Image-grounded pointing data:

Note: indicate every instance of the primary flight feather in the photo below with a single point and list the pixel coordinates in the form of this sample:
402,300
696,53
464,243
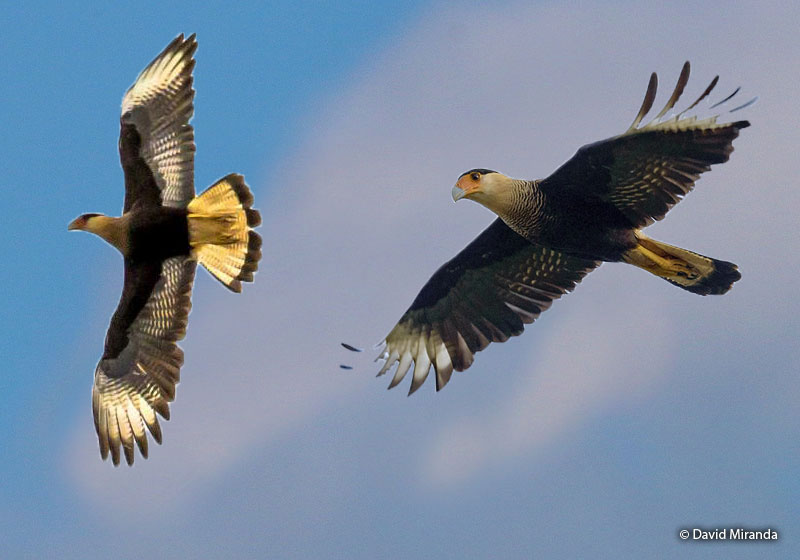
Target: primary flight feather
163,232
550,233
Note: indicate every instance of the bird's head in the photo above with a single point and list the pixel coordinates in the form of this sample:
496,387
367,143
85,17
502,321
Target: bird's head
489,188
82,222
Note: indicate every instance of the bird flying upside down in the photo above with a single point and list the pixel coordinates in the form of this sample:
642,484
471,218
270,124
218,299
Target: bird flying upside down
551,232
163,232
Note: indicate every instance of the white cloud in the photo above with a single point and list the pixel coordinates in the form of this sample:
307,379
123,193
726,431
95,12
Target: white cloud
360,216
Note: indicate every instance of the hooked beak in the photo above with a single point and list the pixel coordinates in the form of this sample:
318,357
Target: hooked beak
458,193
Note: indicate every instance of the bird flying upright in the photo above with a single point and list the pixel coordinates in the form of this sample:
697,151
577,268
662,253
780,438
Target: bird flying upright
551,232
163,232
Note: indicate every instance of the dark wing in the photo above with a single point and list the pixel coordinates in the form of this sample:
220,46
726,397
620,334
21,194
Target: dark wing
140,367
156,142
648,169
498,283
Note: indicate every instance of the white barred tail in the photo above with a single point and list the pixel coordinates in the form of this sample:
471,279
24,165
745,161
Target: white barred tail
220,234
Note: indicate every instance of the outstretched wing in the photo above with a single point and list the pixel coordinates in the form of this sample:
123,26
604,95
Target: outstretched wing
156,142
648,169
140,367
486,293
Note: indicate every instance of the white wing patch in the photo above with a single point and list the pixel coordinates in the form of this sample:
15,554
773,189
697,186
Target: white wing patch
160,104
130,389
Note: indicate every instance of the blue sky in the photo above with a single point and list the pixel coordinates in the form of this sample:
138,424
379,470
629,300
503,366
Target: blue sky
628,411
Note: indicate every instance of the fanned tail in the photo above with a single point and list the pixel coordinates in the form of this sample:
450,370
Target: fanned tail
220,234
693,272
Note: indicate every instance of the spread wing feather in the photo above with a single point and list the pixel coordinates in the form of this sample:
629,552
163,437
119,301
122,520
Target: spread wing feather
156,142
140,367
486,293
648,169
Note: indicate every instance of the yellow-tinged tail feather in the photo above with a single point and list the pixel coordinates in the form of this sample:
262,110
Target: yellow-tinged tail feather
220,234
693,272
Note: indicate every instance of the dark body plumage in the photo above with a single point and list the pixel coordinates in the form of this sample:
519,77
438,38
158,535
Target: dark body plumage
551,232
163,232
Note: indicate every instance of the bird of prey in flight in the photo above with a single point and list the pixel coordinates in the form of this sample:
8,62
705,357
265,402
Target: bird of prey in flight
551,232
163,232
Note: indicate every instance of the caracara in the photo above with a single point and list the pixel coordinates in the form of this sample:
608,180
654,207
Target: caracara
163,232
552,232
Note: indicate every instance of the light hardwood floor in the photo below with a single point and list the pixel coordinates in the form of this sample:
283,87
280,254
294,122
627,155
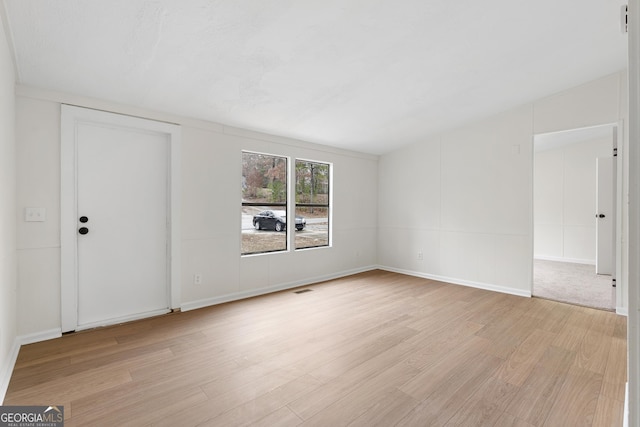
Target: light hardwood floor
376,348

Your goal: Filter the entries above down to the lines that hold the word "below", and copy those lines.

Output:
Note: indicate every instance of the primary flight feather in the photo below with a single point and list the pixel coordinates in the form of this sample:
Note: indicate every instance of the light hardwood floor in the photo below with a single point and list the pixel coordinates in the form of this sample:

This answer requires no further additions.